- WHAT IS EXPECTED: In the baseball talk below, what concern about the Braves does a speaker raise, and what reason is given for it? Answer in one to three sentences.

- EXTRACT:
------------------------------------------------------------------------

Yeah, that's a good strategy, at least for looking smart. So yeah, I think my only concern
about the Braves maybe is that their rebuild has been so pitching-centric relative to the Astros's a position player. So there's that too.
But the arms scare me a little bit, even though some of them have shown a lot of promise.
I'm interested to hear that, if I heard this correctly, neither one of you took the Indians.
Yeah, I didn't.
And, you know, I mean—
To me, it's two things.
One, I don't think the Twins and White Sox are going to come as quickly as you guys think.
And that's just a different opinion.
That could happen either way.
But I'm valuing what we can see, 18-19, over that which we can't in 21-22.
So I think that's why I'm picking it.
And also, too, there was another point.
Oh, I really trust that Indians front office.
I don't think they're going to get through kind of their current core
and fall apart.
I mean, you talk about front offices and teams that we like.
I mean, I'll put, you know, Antonetti and his guys up against, you know,
Hahn and his group in Chicago and Falvey and his group in Minnesota.
I think they're all strong.
But, I mean, I'll take the one right now that has the team in place.
I'm just surprised to hear you guys taking, you know,
Randy, particularly, I'm surprised you're taking the White Sox.
I think that's shown a lot of confidence
in their ability to get Kopeck and guys like that to the majors.
Yeah, I mean, look, it's a bit of an esoteric pick,
but I just feel like I didn't want to just go all chalk,
and I just think the window of contention for the Cubs and the Dodgers
is going to be a lot longer than the Indians.
I just think they they got two years.
I don't see – I don't have the confidence that in 2020 the Indians are going to be
clearly the best team in the division, whereas the Cubs and the Dodgers, you know,
are probably odds on even now to win their division.
Right now I would still take – if I had to blindly pick a team,
I would probably take the Indians over the field in the Central for 2020.
And I think the White Sox – I'm not convinced on the Twins yet.
The Tigers and Royals are going to be – they're going to be a while.
But the White Sox are just kind of my team right now.
Yeah, I'm pretty bullish on the White Sox too.

------------------------------------------------------------------------

- EXCERPTED DATA:
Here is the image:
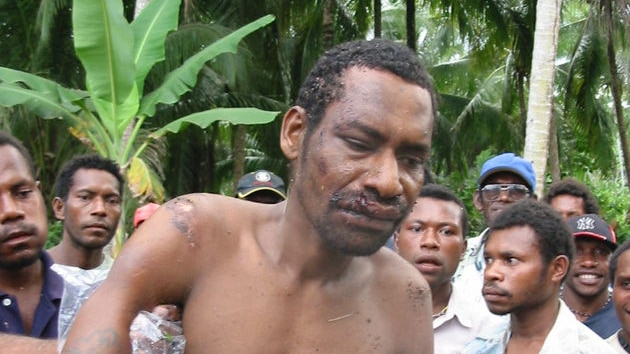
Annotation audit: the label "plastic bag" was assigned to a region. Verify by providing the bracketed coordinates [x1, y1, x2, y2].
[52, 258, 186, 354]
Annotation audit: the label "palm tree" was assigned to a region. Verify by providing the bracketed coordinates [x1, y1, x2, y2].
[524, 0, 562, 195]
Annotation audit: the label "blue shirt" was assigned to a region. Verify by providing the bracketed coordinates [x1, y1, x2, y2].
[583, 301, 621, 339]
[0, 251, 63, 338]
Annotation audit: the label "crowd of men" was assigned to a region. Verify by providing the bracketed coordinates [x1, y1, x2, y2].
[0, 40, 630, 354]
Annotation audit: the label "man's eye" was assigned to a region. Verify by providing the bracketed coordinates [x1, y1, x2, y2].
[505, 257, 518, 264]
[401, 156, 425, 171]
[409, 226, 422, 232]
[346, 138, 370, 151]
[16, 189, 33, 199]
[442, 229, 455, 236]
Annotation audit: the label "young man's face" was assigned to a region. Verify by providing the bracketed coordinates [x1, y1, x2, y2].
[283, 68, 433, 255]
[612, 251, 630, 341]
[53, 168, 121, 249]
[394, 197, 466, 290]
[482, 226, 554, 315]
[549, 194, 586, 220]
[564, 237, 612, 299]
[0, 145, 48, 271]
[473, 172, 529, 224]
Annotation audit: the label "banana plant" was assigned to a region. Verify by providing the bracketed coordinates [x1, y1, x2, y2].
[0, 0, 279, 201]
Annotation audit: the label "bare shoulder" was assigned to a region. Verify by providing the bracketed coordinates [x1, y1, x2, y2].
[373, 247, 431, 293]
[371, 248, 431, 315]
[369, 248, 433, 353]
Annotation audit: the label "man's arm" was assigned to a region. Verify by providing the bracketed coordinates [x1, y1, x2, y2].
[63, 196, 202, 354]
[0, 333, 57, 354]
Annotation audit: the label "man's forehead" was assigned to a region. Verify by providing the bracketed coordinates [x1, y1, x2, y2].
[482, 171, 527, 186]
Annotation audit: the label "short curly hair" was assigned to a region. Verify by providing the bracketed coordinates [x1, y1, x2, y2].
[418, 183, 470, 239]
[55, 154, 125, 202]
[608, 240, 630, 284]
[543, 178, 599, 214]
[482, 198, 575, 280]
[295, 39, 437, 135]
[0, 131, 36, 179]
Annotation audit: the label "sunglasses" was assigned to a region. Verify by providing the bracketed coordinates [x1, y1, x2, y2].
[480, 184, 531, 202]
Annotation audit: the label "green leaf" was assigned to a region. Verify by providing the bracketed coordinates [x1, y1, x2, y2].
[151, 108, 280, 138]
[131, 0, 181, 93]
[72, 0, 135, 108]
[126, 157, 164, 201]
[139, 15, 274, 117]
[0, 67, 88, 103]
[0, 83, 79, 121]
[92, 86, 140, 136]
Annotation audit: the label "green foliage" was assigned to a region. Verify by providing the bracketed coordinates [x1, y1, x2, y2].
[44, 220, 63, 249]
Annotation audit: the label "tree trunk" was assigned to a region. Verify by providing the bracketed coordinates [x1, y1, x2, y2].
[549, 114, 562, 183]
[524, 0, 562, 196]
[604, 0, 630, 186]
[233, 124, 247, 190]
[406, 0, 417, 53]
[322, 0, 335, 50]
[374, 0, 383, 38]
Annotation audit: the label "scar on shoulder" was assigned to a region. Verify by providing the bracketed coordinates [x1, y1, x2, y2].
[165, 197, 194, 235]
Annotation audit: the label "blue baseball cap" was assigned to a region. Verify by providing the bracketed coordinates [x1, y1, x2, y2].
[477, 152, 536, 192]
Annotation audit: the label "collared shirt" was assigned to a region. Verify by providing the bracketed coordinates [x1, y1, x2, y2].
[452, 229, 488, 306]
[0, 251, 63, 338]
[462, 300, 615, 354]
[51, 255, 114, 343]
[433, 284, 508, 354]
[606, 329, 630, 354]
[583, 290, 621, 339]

------------------------------------------------------------------------

- OUTPUT OF THE EXERCISE: The concern is that the Braves' rebuild has centered on pitching, while the Astros' rebuild centered on position players. The speaker finds those arms a little worrying, even though some of them have shown a lot of promise.